→ **Work task 1**
In the post about India's unsafe roads, give again the part that opens with the words "Unsafe Indians Roads: Personal" and closes with "in road accidents.", switching "pilgrims" to "travelers".
→ **Work task 2**
Translate this sentence from the post about India's unsafe roads into Spanish: "Last week, Punjab's Cooperation Minister Capt Kanwaljit Singh died in a road accident."
→ **Work task 3**
Carry on the post about India's unsafe roads, writing the next part after its last line.
BEGIN Document passage
Friday, April 3, 2009

Unsafe Indians Roads: Personal Discipline + Stringent Laws Will Help

See this statistics: India, with just 1 per cent of the world’s vehicles, accounts for 10 per cent of the road fatalities worldwide and has the worst accident record.

Last week, Punjab's Cooperation Minister Capt Kanwaljit Singh died in a road accident. The media reports that his driver was driving the car at 110 KMPH at a bend. A day later, two dozen pilgrims die in a road accident as they were returning from Naina Devi. You might remember the tragic deaths of politicians like Rajesh Pilot who also died in road accidents.

Just some common and day to day observations:

1. Indians roads have become congested with so much trafiic that there is all around noise, pollution and choas.

2. Getting a Driving License is pretty easy: bribe the babu and you get it sitting at home without ever taking a road-test. Little do we realize that I may kill others or the babu realizes that ineligible candidate whom I am issuing this DL (even though my pocket is becoming fatter) may kill someone else!

3. We feel proud when our teenager (for discussion purpose, age 14- 15 years here) brother or child is handed over a scooter or motor-cycle or even a car and he/she takes on the cruise with a beaming face. We feel enormously proud that we have provided to our child what ever as parents we could do to improve his/her life! That false sense of pride! We forget that a teenager without eligibility for DL is not only a danger to himself or herself, more importantly to others: frankly this thought does not come to our mind! We are so much in love with our own kids that basic sense gets lost sometime!

4. We are aping the West as far as life style is concerned, but have we ever thought that western countries have stringent rules regarding issuance of DLs, traffic rules and regulations, pollution control and parking places. When we see the haphazard traffic and ruly driving styles on Indian roads, the question arises in mind: Are we civilized enough? Do we need the government all the time to tell us to obey traffic rules? Do not we have any character?

5. When stopped on a red light for crossing the red-light, why do we always try to influence the cop with our status (like being doctor or bank officer) for waiver? I did that, let me admit that! To save the penalty, we use our status? Is that ethical enough?

6. When driving on roads, our scorn for fellow passengers with less luxuries is many a time very obvious. We yell and shout at cyclists and riksha- wallas ! What kind of respect for fellow individual are we observing!

7. When there is breach of traffic rules, the money collected does not go to the treasury, but goes in the private pockets of
the police and their officers! Think about the money our treasury is losing!
END Document passage
BEGIN Record extracts
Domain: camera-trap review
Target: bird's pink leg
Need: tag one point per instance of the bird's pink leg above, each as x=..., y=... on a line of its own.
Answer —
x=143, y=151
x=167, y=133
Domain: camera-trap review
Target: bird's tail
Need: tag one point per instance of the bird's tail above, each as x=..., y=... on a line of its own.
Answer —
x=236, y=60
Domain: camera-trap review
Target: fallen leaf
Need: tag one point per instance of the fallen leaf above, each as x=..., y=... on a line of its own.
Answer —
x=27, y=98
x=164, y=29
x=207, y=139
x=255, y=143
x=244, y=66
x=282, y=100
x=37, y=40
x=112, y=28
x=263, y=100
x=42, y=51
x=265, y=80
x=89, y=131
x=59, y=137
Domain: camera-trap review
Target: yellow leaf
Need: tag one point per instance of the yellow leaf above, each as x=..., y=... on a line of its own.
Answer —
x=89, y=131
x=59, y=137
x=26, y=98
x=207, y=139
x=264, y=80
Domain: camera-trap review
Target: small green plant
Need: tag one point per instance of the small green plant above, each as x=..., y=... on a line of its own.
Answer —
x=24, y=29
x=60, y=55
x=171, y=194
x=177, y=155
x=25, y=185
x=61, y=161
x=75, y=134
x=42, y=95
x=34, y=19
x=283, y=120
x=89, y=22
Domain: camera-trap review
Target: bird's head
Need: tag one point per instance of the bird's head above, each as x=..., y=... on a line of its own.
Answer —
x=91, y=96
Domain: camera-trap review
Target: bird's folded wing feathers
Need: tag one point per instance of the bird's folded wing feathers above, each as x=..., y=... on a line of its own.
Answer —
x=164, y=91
END Record extracts
BEGIN Record extracts
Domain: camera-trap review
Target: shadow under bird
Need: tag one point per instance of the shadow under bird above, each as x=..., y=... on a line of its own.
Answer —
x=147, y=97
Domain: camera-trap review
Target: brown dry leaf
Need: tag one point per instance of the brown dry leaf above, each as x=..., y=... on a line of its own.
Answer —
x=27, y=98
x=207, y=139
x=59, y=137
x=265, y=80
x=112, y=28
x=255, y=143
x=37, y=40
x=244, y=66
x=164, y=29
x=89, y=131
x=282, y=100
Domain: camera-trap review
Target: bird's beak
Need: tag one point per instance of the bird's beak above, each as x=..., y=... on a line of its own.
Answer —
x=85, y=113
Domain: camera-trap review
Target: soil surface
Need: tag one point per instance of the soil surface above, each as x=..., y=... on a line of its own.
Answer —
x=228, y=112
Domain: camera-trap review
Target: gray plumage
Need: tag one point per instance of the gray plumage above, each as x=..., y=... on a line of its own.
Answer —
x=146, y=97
END Record extracts
→ **Answer 1**
Unsafe Indians Roads: Personal Discipline + Stringent Laws Will Help

See this statistics: India, with just 1 per cent of the world’s vehicles, accounts for 10 per cent of the road fatalities worldwide and has the worst accident record.

Last week, Punjab's Cooperation Minister Capt Kanwaljit Singh died in a road accident. The media reports that his driver was driving the car at 110 KMPH at a bend. A day later, two dozen travelers die in a road accident as they were returning from Naina Devi. You might remember the tragic deaths of politicians like Rajesh Pilot who also died in road accidents.

→ **Answer 2**
La semana pasada, el ministro de Cooperación de Punjab, el capitán Kanwaljit Singh, murió en un accidente de tráfico.

→ **Answer 3**
8. Over-speeding is a habit with majority of people. Honk, honk: is an obsession with us!

9. On even the best of highways, people drive on wrong side. I vividly remember my personal incidence! I was driving with my family from Delhi to Jaipur in 1999. The Delhi-Jaipur highway was beautifully constructed (after seeing western countries, I still feel that highway was pretty good). We took a tea-break somewhere and as we got back on the highway, the road ahead was slightly curvy. In clear day light, on a national highway, there came a car dashing towards us from totally opposite direction (the highway was 4 lanes with a clear cemented divider) and in a blink of the eye, zoomed pass us. Since the road was curvy, both cars could not see each other from appreciable distance! It was just plain luck that the two cars were in different lanes! Otherwise there was no way to prevent the head -on collision! Nothing happened, of course but I still remember that incidence and shiver runs down my spine! Where does the government come in picture here? The craziness of people, I would say!

10. We construct roads and they are gone in next few months! Who siphons away the money? the public gets poor quality of roads as the money has gone to the govt officials, contractor and local MLA.

11. The traffic cop is standing on a busy intersection in a major metropolis-where the traffic has created a furnace of toxic gases. Does this traffic cop has any additional health safety measures granted by his employer? What additional insurance the govt has given to him for job-related health risks (occupational risks)?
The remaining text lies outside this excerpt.